» **SHORT TASK A**:
According to the text on databases, into which two parts are all database systems subdivided?

» **DOCUMENT**:

⟨

A database collects data and links it to a logical unit. The individual data units are provided with meta-descriptions and information necessary for their processing. Databases are extremely useful for managing databases and facilitating the retrieval of specific information. In addition, rights can be defined in many databases that determine which persons or programs are authorised to access which data. It is also a matter of presenting the contents in a clear, demand-oriented manner.
Database systems differ conceptually from each other and so have individual strengths and weaknesses. However, all of them are subdivided into the database and the database management system. The “database” refers to the complete set of data to be ordered (also referred to as a “database”). The database management system is responsible for administration and determines structure, order, access rights, dependencies, etc. It often uses a specially defined database language and a suitable database model that defines the database system’s architecture.
Many of these systems can only be read by specific, precisely defined database applications. Nowadays, there is often confusion when a database program is just referred to as a “database” without other specifications. The term is also often used when referring to simple collections of files. Technically, however, a folder on a computer that contains many files, for example, is not yet a database.
Databases are logically structured systems for electronic data management that use database management systems to control affiliations, access rights, and store information about the database they contain. Most databases can only be opened, edited, and read using special database applications.

⟩

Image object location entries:

⟨

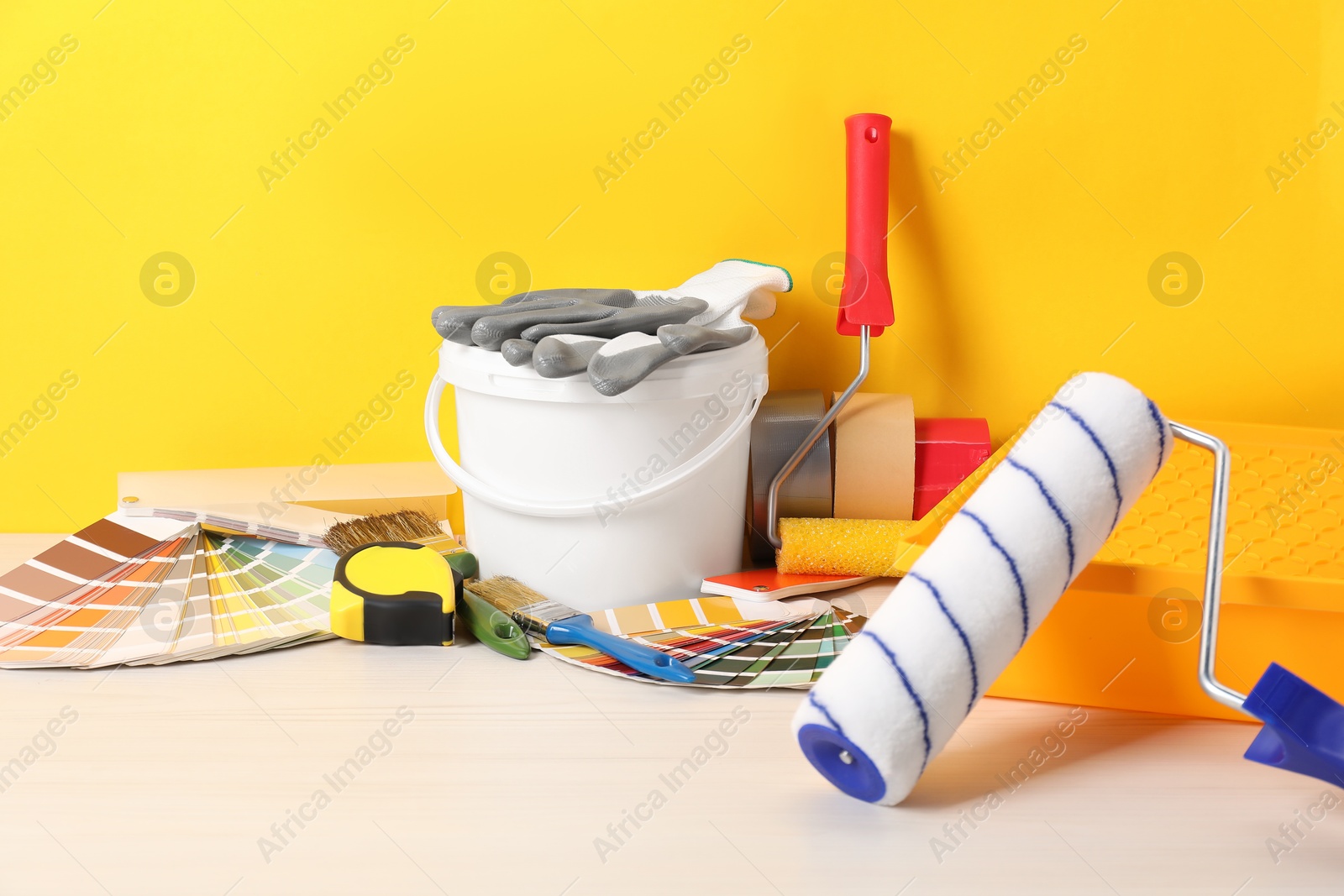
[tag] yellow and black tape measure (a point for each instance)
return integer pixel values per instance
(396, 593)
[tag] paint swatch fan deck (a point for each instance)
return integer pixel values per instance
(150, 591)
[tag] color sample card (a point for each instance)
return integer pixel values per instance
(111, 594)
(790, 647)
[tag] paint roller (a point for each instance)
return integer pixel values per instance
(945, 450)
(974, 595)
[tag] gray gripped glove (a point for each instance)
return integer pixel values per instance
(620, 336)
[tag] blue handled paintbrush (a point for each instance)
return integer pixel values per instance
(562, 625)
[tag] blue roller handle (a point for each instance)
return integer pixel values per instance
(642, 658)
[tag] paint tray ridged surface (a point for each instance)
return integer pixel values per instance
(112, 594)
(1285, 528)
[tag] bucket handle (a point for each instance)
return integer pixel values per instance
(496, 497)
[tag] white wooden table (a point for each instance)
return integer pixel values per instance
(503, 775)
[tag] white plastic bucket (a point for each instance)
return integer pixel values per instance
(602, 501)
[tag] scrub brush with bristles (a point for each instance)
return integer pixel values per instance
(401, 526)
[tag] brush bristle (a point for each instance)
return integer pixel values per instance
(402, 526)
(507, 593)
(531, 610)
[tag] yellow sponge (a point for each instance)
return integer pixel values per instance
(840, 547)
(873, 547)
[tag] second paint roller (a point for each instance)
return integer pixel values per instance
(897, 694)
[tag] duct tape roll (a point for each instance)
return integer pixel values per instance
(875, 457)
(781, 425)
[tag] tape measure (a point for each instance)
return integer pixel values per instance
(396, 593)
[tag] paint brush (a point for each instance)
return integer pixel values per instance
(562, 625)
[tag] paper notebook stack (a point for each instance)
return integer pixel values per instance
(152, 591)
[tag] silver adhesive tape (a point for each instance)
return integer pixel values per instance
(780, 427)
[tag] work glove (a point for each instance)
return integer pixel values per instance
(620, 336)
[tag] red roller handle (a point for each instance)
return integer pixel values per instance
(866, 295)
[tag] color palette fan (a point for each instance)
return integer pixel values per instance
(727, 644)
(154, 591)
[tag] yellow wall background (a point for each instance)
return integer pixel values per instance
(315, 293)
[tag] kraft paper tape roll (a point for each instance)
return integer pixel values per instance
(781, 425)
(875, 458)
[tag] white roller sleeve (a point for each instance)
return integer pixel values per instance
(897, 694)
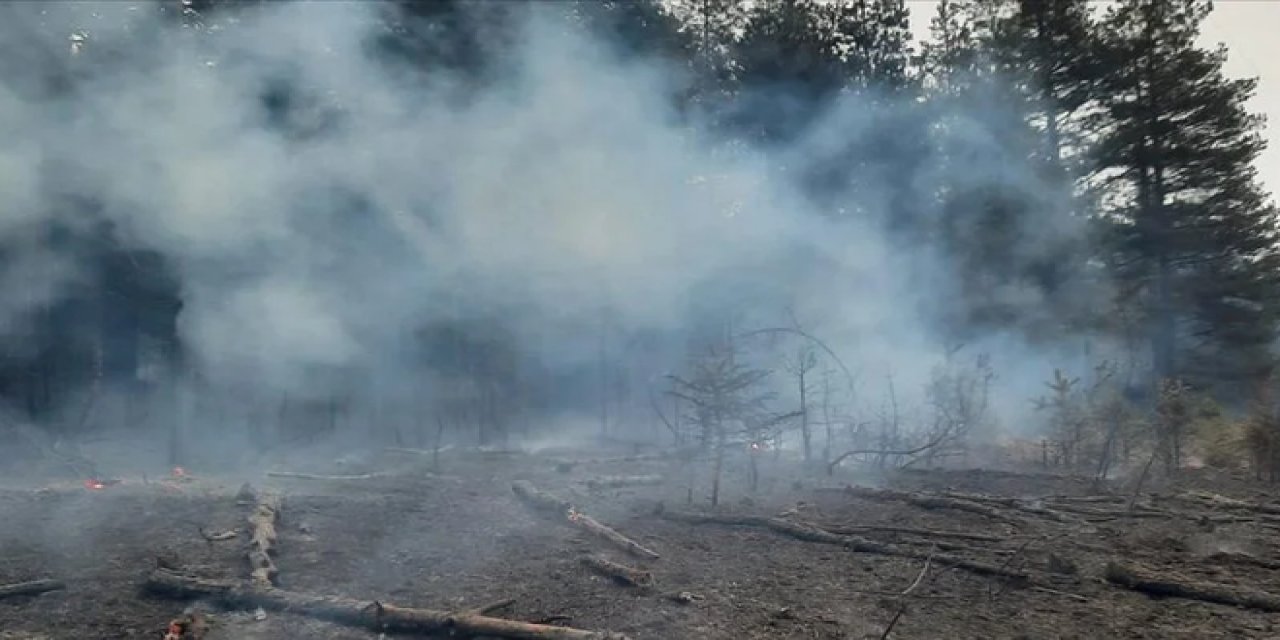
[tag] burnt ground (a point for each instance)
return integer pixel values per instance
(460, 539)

⟩
⟨

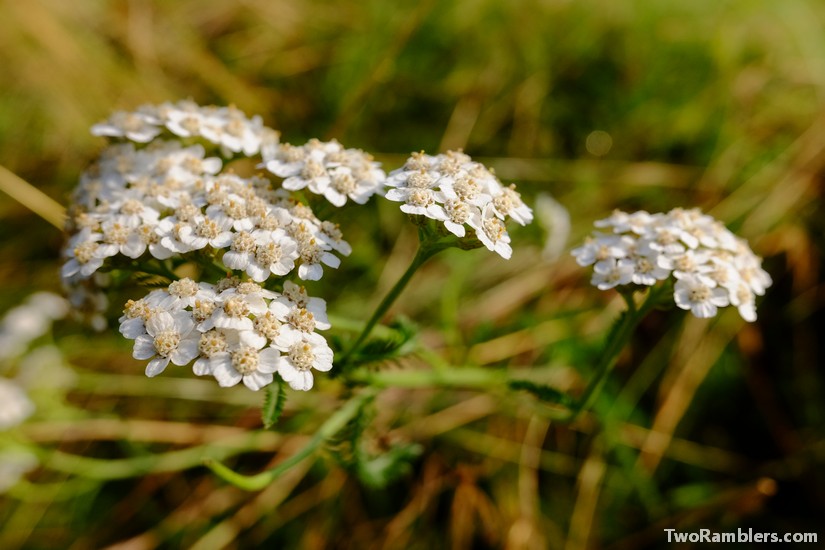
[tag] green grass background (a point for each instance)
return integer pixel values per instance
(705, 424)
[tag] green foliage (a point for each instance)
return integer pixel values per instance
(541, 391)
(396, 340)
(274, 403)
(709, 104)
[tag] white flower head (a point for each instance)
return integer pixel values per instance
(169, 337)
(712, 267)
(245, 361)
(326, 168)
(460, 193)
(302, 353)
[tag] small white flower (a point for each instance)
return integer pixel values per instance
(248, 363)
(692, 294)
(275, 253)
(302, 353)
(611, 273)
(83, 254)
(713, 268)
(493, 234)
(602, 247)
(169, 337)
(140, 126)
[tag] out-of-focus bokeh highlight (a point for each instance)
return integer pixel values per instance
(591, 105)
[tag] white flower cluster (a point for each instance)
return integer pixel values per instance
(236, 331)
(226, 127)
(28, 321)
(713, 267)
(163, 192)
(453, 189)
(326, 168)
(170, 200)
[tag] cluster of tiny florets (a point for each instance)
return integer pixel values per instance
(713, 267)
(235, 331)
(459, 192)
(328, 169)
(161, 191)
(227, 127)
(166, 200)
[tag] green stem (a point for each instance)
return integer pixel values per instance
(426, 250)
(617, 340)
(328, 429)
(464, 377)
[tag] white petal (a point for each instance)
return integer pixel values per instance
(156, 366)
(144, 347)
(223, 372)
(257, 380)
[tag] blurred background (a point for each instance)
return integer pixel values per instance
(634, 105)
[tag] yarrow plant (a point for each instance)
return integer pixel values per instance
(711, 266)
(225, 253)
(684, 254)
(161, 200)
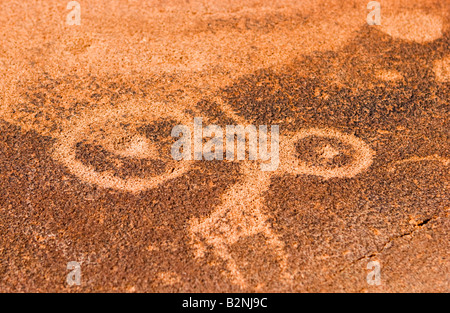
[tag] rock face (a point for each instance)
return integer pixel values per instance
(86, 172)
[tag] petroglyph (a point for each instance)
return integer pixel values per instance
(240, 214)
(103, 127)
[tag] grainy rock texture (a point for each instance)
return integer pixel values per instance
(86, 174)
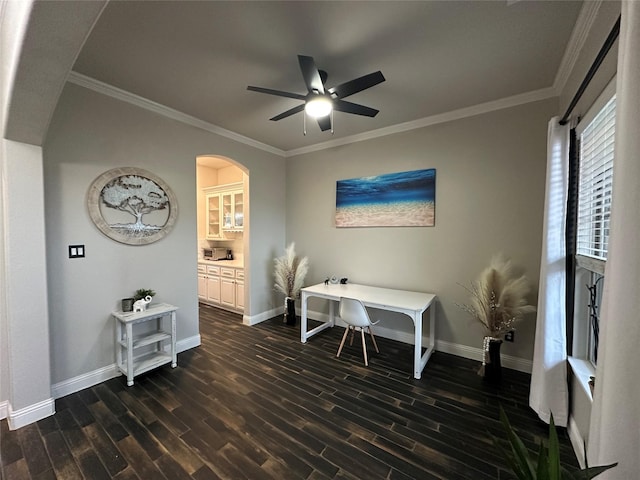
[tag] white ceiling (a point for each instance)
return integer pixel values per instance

⟩

» **SHORT TASK B**:
List every line of the rows that contains the string "paper". Case counts.

» **COMPLETE ANSWER A**:
The database and the database management system.

» **COMPLETE ANSWER B**:
[tag] paper notebook stack (a point for each instance)
[tag] kraft paper tape roll (a point for each instance)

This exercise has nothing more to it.